**Exercise instructions:**
Only these lines of the data below are wanted: the one with "Find the blurred", the one with "Find the green", and any lines between them, each repeated exactly.

**Provided material:**
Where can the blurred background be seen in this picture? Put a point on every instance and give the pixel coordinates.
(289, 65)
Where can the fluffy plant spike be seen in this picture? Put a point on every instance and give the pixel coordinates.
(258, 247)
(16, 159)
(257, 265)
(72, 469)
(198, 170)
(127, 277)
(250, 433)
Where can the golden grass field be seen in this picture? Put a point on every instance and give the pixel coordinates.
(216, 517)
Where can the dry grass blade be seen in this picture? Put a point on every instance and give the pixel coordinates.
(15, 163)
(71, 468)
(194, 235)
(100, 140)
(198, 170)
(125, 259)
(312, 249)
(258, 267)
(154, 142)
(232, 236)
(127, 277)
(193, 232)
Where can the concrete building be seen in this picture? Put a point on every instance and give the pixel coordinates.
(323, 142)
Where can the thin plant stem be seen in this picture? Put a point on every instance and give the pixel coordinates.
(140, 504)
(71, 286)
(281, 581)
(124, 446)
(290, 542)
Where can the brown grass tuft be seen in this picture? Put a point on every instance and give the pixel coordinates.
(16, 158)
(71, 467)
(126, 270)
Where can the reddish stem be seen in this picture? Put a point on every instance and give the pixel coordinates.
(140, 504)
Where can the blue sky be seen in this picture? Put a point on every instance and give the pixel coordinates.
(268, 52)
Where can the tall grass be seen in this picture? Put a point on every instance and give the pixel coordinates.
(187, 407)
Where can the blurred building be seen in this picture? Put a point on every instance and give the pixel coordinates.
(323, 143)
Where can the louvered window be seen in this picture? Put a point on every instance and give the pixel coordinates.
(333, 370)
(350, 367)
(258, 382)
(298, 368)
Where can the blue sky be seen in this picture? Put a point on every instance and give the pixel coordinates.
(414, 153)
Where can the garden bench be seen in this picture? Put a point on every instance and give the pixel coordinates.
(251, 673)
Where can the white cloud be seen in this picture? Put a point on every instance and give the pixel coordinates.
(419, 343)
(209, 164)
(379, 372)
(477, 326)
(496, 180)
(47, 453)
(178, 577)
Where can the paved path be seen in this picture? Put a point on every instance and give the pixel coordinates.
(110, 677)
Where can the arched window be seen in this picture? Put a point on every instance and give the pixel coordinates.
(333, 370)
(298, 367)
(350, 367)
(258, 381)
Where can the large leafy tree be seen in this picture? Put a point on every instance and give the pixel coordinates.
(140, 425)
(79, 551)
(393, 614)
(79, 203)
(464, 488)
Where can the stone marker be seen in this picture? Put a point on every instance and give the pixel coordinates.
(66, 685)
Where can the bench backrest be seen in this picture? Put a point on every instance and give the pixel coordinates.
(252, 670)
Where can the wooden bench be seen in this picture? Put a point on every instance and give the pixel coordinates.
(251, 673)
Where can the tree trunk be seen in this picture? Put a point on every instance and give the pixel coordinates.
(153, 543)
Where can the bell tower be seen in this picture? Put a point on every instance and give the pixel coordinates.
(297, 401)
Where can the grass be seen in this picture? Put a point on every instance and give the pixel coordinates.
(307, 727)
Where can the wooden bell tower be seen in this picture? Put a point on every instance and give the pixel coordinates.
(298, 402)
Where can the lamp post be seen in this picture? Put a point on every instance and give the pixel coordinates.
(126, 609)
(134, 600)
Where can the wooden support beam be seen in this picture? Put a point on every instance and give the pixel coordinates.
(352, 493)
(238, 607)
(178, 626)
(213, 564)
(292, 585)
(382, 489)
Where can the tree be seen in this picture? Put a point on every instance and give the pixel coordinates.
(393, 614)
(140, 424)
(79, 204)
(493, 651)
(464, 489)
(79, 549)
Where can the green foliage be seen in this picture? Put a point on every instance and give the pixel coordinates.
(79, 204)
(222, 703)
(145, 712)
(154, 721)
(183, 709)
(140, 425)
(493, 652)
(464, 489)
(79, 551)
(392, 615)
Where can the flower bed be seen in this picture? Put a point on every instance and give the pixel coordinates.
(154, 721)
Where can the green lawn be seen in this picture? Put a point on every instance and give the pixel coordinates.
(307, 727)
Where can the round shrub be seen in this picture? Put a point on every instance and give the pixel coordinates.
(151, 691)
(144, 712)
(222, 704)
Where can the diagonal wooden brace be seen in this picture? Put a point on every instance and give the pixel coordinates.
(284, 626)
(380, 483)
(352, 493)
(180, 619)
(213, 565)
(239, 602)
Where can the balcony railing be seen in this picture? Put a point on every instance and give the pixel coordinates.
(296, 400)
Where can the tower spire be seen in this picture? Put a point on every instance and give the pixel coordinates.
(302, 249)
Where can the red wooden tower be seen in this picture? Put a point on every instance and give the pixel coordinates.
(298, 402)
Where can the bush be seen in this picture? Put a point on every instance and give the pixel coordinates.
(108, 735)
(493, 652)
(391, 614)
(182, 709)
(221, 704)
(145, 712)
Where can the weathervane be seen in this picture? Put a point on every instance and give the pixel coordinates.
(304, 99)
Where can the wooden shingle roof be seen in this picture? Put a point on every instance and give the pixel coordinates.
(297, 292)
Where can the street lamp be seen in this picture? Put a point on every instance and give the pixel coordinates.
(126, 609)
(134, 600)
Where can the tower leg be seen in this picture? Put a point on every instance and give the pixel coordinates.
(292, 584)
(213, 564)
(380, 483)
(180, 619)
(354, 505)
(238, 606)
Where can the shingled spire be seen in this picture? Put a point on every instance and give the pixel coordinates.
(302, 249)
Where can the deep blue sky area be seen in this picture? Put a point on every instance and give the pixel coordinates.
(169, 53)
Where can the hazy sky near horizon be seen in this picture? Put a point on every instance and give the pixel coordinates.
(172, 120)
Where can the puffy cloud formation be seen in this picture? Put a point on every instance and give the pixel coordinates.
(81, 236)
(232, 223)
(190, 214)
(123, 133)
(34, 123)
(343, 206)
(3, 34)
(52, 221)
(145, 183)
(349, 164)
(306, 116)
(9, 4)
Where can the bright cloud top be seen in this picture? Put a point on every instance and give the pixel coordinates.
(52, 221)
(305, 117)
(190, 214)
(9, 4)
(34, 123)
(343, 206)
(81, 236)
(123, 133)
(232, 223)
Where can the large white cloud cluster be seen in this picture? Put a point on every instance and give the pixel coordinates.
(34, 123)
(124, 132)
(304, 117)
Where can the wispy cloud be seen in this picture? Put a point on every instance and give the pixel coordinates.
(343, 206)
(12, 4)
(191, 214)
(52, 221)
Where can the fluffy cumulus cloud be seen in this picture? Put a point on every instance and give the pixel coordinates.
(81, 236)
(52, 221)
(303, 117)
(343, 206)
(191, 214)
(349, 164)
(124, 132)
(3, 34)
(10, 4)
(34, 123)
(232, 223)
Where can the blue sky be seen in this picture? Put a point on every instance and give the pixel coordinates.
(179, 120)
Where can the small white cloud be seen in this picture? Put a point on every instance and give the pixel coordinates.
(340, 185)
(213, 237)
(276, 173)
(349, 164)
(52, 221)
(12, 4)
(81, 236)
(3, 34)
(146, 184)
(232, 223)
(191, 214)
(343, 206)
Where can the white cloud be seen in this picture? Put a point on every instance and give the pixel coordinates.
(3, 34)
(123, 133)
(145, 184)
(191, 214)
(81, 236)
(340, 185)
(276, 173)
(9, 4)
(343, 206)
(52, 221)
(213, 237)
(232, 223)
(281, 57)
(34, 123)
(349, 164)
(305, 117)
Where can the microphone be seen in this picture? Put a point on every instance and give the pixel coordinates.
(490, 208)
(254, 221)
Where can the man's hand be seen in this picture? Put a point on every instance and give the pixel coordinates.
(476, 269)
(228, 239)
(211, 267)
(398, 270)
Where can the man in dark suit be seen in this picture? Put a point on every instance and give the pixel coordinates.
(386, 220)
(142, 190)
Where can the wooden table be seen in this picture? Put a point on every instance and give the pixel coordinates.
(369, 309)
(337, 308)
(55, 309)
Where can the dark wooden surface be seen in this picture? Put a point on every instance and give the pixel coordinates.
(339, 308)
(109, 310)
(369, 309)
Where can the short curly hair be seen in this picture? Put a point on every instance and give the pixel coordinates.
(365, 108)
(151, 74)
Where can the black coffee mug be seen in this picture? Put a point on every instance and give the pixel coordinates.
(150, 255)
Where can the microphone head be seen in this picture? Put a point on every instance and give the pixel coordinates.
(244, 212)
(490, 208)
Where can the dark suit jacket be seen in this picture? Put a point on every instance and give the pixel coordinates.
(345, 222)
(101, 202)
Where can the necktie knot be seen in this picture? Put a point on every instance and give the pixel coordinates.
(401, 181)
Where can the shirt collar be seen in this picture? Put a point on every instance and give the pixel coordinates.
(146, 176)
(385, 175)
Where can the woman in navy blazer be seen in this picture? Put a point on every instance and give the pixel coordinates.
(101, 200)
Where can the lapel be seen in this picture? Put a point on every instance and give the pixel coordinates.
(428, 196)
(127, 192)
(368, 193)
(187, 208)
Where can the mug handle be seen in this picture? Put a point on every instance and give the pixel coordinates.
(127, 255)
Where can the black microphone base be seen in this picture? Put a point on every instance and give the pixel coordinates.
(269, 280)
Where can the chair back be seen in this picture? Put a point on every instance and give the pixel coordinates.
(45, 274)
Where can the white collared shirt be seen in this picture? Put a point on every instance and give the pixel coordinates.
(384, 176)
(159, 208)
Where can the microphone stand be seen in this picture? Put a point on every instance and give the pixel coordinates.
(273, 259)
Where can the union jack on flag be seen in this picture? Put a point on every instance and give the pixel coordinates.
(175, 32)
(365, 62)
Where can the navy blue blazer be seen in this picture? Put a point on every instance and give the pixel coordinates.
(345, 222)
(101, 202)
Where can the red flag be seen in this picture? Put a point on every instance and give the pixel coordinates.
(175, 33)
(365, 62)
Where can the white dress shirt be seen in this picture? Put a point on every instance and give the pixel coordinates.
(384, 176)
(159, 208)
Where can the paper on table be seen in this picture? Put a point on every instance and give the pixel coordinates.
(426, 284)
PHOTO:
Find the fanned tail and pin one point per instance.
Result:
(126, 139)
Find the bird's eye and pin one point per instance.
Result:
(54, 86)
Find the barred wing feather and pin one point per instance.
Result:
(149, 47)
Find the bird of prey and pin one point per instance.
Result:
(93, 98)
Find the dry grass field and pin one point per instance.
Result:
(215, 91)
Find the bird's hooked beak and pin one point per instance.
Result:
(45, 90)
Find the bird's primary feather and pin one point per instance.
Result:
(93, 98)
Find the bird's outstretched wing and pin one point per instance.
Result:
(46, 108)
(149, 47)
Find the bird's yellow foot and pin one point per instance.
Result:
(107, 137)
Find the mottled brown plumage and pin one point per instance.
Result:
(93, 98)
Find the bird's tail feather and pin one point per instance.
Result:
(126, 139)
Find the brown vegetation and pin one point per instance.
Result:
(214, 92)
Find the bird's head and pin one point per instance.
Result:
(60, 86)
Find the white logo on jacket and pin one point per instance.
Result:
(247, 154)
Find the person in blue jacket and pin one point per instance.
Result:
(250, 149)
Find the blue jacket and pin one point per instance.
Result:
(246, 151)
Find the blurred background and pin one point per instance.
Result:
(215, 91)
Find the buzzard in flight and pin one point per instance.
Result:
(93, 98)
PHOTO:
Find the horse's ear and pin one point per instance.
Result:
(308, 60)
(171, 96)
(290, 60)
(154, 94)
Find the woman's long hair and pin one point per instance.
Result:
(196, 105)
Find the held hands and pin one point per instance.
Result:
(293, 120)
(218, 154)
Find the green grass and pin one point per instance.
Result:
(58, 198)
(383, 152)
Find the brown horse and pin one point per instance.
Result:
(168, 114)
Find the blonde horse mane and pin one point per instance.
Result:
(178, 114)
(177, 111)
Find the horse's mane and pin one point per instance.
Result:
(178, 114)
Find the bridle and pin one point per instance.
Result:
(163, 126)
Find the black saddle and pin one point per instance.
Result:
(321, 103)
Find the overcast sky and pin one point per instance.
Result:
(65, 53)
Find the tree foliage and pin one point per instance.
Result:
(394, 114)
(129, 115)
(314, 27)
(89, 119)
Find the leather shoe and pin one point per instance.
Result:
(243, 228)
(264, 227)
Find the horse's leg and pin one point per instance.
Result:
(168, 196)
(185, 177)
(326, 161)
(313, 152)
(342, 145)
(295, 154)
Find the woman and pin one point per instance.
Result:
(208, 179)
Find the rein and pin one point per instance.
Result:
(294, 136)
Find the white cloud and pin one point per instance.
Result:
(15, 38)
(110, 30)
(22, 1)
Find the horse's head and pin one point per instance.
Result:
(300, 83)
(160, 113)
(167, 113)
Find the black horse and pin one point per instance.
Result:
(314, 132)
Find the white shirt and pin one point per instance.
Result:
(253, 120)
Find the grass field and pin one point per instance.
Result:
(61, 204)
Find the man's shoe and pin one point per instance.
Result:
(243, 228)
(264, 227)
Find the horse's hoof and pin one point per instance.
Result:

**Response:**
Find the blurred background and pin one point per instance.
Result:
(215, 91)
Find the buzzard in flight and pin one point per instance.
Result:
(93, 98)
PHOTO:
Find the horse's ear and pin one point per instance.
Result:
(308, 60)
(171, 96)
(290, 60)
(154, 94)
Find the woman's long hair and pin one point per instance.
Result:
(196, 105)
Find the held hands and pin one point per instance.
Result:
(293, 120)
(218, 154)
Find the green grass and pin one point per instance.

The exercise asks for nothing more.